Work instructions: In the records below, locate the line containing "Check that every instance of the woman", then output that line and all later lines exactly, through the last one.
-- Begin Extracted material --
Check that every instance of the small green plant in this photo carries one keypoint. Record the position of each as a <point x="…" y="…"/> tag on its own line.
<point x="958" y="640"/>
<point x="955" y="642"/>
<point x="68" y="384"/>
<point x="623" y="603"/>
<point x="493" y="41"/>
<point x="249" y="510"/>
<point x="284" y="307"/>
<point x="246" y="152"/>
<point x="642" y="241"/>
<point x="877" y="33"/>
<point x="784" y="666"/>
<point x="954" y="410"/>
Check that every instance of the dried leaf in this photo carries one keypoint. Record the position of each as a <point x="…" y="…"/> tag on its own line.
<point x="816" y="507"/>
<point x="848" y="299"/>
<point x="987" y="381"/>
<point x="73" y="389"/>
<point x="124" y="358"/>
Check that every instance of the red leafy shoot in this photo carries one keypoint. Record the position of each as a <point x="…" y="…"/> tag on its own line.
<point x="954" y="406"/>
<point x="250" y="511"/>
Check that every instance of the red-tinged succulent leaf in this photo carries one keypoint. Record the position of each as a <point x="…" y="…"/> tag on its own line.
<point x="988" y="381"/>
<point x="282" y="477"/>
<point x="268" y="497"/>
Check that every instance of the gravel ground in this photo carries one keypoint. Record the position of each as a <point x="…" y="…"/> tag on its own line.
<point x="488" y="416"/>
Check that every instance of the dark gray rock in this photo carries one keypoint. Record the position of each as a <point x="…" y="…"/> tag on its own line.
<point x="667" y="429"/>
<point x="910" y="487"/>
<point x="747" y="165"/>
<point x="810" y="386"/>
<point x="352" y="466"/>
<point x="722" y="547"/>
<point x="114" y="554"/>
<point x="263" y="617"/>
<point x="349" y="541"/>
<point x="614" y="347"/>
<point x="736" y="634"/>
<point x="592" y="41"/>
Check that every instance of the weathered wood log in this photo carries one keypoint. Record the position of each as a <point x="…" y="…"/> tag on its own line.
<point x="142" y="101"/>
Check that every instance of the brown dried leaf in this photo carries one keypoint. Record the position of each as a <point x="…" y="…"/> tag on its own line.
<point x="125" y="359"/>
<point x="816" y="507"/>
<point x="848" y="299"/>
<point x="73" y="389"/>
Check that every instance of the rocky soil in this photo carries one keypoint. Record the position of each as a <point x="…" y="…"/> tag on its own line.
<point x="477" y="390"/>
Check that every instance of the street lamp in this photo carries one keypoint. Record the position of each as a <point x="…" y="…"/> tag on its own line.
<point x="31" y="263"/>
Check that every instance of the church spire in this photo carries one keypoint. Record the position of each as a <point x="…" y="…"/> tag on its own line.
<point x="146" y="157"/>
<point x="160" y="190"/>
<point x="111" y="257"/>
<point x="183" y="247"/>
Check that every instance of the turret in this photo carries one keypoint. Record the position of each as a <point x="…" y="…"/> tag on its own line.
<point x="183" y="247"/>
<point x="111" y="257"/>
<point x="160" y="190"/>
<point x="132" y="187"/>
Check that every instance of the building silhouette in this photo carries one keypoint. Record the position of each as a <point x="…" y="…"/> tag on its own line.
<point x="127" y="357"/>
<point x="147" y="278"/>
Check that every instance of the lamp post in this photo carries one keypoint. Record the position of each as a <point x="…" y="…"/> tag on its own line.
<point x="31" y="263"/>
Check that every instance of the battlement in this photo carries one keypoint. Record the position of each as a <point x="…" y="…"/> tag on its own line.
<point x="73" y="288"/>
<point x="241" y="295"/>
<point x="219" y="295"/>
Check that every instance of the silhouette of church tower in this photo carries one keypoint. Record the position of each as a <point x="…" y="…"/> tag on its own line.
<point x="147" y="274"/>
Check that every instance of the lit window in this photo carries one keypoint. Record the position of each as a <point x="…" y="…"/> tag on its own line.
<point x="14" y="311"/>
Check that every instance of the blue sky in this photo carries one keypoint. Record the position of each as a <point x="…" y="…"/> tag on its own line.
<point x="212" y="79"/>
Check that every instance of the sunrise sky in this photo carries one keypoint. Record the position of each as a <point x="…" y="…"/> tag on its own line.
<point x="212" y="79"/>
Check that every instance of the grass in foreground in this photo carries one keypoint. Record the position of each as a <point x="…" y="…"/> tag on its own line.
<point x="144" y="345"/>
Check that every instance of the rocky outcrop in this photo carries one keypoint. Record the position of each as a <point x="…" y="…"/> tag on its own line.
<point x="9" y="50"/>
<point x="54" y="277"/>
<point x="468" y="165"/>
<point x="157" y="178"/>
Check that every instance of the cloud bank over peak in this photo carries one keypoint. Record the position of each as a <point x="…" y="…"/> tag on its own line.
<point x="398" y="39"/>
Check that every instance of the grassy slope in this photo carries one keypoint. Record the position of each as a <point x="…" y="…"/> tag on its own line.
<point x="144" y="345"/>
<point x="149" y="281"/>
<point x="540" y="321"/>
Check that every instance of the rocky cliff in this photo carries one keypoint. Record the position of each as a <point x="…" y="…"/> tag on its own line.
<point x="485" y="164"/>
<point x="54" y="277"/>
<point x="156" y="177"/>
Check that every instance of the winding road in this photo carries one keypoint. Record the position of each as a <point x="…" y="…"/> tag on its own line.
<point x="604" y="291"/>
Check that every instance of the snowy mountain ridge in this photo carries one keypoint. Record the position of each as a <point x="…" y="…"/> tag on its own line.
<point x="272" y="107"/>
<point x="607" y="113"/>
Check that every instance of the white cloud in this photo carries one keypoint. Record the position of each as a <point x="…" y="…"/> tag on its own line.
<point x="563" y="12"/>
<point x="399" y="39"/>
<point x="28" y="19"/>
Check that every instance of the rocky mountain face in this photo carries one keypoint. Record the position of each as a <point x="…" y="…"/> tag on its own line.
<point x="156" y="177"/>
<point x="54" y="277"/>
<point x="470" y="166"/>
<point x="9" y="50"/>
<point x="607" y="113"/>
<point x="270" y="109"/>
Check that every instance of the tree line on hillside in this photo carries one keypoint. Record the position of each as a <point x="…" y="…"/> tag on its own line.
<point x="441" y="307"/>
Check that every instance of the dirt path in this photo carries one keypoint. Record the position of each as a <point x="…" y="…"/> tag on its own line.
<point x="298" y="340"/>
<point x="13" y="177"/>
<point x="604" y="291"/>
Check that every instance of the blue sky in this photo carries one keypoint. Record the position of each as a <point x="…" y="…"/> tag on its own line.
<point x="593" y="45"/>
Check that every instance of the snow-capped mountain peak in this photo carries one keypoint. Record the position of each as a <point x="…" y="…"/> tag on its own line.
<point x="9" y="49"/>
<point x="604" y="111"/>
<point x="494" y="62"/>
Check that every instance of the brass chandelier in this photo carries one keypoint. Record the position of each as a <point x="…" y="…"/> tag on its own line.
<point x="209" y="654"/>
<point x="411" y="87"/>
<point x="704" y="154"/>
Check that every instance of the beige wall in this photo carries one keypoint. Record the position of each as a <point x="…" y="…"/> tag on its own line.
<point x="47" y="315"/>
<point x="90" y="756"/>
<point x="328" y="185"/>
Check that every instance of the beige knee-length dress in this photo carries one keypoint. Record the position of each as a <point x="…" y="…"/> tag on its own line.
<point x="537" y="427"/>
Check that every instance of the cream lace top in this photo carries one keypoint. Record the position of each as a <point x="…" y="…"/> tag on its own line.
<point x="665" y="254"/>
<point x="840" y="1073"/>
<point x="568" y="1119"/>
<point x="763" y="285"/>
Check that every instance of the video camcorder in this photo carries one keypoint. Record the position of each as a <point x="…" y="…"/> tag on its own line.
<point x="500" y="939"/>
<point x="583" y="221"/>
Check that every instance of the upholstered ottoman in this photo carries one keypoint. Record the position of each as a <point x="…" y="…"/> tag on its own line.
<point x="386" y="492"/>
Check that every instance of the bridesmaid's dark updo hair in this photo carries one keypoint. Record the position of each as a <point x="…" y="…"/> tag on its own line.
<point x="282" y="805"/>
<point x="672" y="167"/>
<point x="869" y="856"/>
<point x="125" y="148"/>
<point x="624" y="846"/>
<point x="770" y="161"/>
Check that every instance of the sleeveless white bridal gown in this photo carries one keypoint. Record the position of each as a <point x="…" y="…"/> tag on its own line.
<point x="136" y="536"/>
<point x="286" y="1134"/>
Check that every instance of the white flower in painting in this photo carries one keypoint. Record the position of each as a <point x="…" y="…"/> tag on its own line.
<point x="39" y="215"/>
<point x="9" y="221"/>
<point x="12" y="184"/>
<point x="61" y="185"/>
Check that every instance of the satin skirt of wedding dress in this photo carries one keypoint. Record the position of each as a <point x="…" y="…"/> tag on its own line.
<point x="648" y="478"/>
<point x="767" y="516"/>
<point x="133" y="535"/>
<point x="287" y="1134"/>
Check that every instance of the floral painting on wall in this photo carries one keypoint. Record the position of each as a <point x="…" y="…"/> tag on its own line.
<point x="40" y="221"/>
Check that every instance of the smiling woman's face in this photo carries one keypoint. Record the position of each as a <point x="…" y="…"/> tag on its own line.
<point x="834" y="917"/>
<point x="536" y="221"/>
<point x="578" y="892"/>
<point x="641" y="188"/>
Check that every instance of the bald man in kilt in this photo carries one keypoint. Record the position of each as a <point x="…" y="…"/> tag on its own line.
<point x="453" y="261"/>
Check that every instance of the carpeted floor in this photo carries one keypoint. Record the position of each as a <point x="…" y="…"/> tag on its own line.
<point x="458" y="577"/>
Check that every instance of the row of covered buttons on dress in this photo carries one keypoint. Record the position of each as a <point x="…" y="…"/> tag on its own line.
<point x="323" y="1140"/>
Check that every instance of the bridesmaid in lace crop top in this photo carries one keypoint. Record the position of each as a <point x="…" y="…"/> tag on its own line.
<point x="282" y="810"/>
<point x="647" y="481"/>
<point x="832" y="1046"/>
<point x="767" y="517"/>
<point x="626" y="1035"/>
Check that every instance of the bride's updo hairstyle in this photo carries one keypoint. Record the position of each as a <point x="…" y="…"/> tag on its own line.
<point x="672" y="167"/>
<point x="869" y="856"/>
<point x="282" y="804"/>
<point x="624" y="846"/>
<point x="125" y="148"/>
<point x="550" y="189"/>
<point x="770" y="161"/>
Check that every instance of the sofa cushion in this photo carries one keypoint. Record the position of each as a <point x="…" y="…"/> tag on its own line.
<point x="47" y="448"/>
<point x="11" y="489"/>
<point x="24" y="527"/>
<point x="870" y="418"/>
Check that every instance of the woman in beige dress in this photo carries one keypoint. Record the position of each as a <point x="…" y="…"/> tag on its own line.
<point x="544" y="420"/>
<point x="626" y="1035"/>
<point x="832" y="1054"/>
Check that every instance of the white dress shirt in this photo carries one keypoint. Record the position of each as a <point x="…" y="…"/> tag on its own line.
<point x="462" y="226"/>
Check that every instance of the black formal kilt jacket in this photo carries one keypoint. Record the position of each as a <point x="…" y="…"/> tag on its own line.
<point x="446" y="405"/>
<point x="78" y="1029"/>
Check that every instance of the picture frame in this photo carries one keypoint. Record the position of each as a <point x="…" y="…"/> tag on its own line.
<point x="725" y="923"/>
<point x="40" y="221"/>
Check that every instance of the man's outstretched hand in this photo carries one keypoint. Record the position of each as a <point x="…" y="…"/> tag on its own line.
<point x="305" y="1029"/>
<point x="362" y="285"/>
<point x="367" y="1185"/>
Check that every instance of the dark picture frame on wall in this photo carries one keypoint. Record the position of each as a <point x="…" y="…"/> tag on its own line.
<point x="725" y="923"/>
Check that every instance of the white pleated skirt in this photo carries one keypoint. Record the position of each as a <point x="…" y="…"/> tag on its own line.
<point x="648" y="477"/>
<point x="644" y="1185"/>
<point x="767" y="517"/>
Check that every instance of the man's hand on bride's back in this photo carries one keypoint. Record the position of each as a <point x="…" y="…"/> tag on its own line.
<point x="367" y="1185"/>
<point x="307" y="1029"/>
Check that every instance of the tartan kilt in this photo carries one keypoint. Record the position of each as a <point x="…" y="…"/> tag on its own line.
-- End Extracted material --
Response to this exercise:
Check that every instance of the woman in beige dress in this photo carries one keypoint. Record the position of each as a <point x="…" y="…"/> tag on its own line.
<point x="544" y="420"/>
<point x="626" y="1035"/>
<point x="832" y="1054"/>
Check that every instance of the white dress shirt in this photo carries one keypoint. Record the position of each as a <point x="…" y="…"/> tag on its own line.
<point x="462" y="226"/>
Check that every instance of the black formal kilt jacket in this photo carries one keypoint. Record the position of each as a <point x="…" y="…"/> tag on its own line.
<point x="446" y="405"/>
<point x="78" y="1029"/>
Check that every instance of the picture frame in this photo carries one keypoint. Record the position of each as a <point x="…" y="…"/> tag on its own line.
<point x="725" y="923"/>
<point x="40" y="221"/>
Check that every instance of the man's outstretched hand in this photo carries one keypoint. Record the position of each as a <point x="…" y="…"/> tag on its own line.
<point x="305" y="1029"/>
<point x="362" y="285"/>
<point x="367" y="1185"/>
Check that every instance of the dark picture frame on wall in this photo carries one keypoint. Record the position of each as a <point x="…" y="…"/> tag on its own line.
<point x="725" y="923"/>
Check that every instance of the white pleated skirt in this photo carries one keypoint. Record the position of each as a <point x="…" y="…"/> tag on its own line.
<point x="648" y="477"/>
<point x="644" y="1185"/>
<point x="767" y="517"/>
Check that every instance of the man's hand on bride's back in this photo carries one keypoint. Record the position of each as a <point x="…" y="…"/> tag on its own line.
<point x="367" y="1185"/>
<point x="307" y="1029"/>
Check that every instance of the tartan kilt in this photo carries one keypoint. Record the position of each as a <point x="…" y="…"/> tag on its own line.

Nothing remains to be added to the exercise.